HOW TO COMPLETE THIS TASK -> Continue the passage below about a lesbian magazine's coverage of sexuality, picking up after its final sentence.

QUOTED PASSAGE ->
▽

Amber L. Hollibaugh boldly asked "Where Is the Sex in Our Politics?" in a June 2001 article that pushed back against the desexualized civil rights advocacy of mainstream LGBT organizations. She urged lesbians to “discover how to value and incorporate human sexual yearning, gender divergence, and desire for pleasure into the core values we bring to our political ideals. To grace our movement with the power of a vision drawn from the passion that brought each of us out and gave us hope.” [5]
This radical analysis also informed articles like Diane Anderson’s profile of Suzzane Triano, a formerly incarcerated lesbian in Delaware who served as a safe sex peer educator. "Women in prison tend to rely more on their sexuality as a coping mechanism for stress than other people out in free society." Triano explained. Delaware Lesbian and Gay Health Advocates trained Triano as a peer educator, and certified her to perform safer sex demos and facilitate discussion groups. This program was revolutionary given that all incarcerated people are legally obligated to remain celibate, but often break that rule . The article detailed Triano’s unique AIDs Education comic book featuring a lesbian superhero protagonist who teaches with a condom-covered banana, rubber gloves, and a grapefruit girlfriend. The character spouts lines like "Nothing comes between me and my woman except plastic wrap," referencing the do it yourself safer sex tools incarcerated people might use because dental dams and other tools were illegal at the time, given the illegal status of sex behind bars. [6]
On the other hand, the magazine also covered the ever-evolving world of lesbian romance. Aside from the aforementioned advice column, The February 1995 issue offered commentary by femme Leslea Newman and butch Pat Califa on dating and relationships. Newman focused on creating a romantic evening while Califa discussed the cycle of lesbian love. [7] A few years earlier, historian Lillian Faderman analyzed the resurgence of butch and femme identities in the 1980s and early 90s’ and found that the roles were now “not the life-or-death identity they often were in the 1950s, but rather an enjoyable erotic statement” after the height of lesbian feminism and its influence on lesbian presentation and sexuality. [8] The magazine also tackled the controversial topic of couples with significant age gaps over 10 years in a July 1999 article interviewing 50 couples. At the end of the day, lesbian sexuality informed the magazine’s content as a whole, from articles about marriage equality to those profiling celebrity crushes.

△

DATA TO EXAMINE ->
▽

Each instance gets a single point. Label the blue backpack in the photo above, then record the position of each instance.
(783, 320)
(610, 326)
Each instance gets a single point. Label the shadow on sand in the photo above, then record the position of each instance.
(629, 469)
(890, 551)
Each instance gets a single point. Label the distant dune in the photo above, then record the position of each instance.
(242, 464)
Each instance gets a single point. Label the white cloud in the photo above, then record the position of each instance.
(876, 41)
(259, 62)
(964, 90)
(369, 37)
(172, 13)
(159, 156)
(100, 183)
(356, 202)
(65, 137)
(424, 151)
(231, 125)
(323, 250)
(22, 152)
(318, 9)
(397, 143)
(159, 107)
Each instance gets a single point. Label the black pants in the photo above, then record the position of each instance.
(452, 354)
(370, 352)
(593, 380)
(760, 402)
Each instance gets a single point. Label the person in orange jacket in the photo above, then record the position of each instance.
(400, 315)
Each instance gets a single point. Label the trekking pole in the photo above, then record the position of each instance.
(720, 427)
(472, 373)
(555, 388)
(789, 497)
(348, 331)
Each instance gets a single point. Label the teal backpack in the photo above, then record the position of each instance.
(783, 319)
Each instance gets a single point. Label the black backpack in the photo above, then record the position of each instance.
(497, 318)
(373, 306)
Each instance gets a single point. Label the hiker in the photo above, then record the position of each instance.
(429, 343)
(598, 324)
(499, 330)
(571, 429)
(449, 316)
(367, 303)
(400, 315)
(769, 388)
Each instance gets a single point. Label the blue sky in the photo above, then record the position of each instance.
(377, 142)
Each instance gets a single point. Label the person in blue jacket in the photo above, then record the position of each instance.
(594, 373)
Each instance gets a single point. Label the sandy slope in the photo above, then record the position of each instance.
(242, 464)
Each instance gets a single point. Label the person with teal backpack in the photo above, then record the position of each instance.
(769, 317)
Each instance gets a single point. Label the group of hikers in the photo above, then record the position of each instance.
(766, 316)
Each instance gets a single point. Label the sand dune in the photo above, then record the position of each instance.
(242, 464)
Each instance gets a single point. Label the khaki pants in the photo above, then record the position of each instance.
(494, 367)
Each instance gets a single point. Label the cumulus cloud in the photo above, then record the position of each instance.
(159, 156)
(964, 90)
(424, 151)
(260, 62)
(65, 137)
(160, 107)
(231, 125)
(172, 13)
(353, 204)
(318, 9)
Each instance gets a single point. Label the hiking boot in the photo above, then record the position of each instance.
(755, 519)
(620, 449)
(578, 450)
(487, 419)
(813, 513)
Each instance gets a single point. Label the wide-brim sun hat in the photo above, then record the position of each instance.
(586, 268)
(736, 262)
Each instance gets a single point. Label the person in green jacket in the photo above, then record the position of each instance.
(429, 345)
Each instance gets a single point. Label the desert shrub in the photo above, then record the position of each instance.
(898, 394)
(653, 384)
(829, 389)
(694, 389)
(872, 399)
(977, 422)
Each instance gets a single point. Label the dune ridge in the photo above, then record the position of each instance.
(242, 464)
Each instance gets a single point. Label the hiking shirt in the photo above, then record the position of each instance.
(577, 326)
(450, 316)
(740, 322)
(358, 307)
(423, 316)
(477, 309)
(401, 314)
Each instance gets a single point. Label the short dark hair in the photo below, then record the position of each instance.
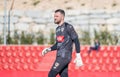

△

EXERCISE OUTPUT ->
“Curve didn’t try to create a culture of respect for lesbians; we demanded it.” -- Dianne Anderson-Minshall, former editor-in-chief
[1] Groeneveld, Elizabeth. “Letters to the Editor as ‘Archives of Feeling’: On Our Backs Magazine and the Sex Wars,” n.d., 16.
[2] Smith, Alison. "Her Darkest Desires." Curve, vol. 9, no. 2, May 1999, p. 32.
[3] "The best of Fairy Butch." Curve, vol. 16, no. 9, Nov. 2006, p. 20. "Ask Fairy Butch." Curve, vol. 11, no. 5, Aug. 2001, p. 11.
[4] Picture: "Curve's Second Annual Lesbian Life Photo Contest Winners." Curve, vol 6, no. 6, Jan. 1997. pg 20.
[5] Hollibaugh, Amber L. "Where Is the Sex in Our Politics?" Curve, vol. 11, no. 4, June 2001, p. 50. March 1998
[6] Anderson, Diane. "Teaching Safe Sex behind Bars." Deneuve: The Lesbian Magazine, vol. 3, no. 5, 1993, p. 40.
[7] Lee, Gretchen. "All Our Best." Curve, vol. 10, no. 3
[8] Faderman, Lillian. “The Return of Butch and Femme: A Phenomenon in Lesbian Sexuality of the 1980s and 1990s.” Journal of the History of Sexuality 2, no. 4 (1992): 594.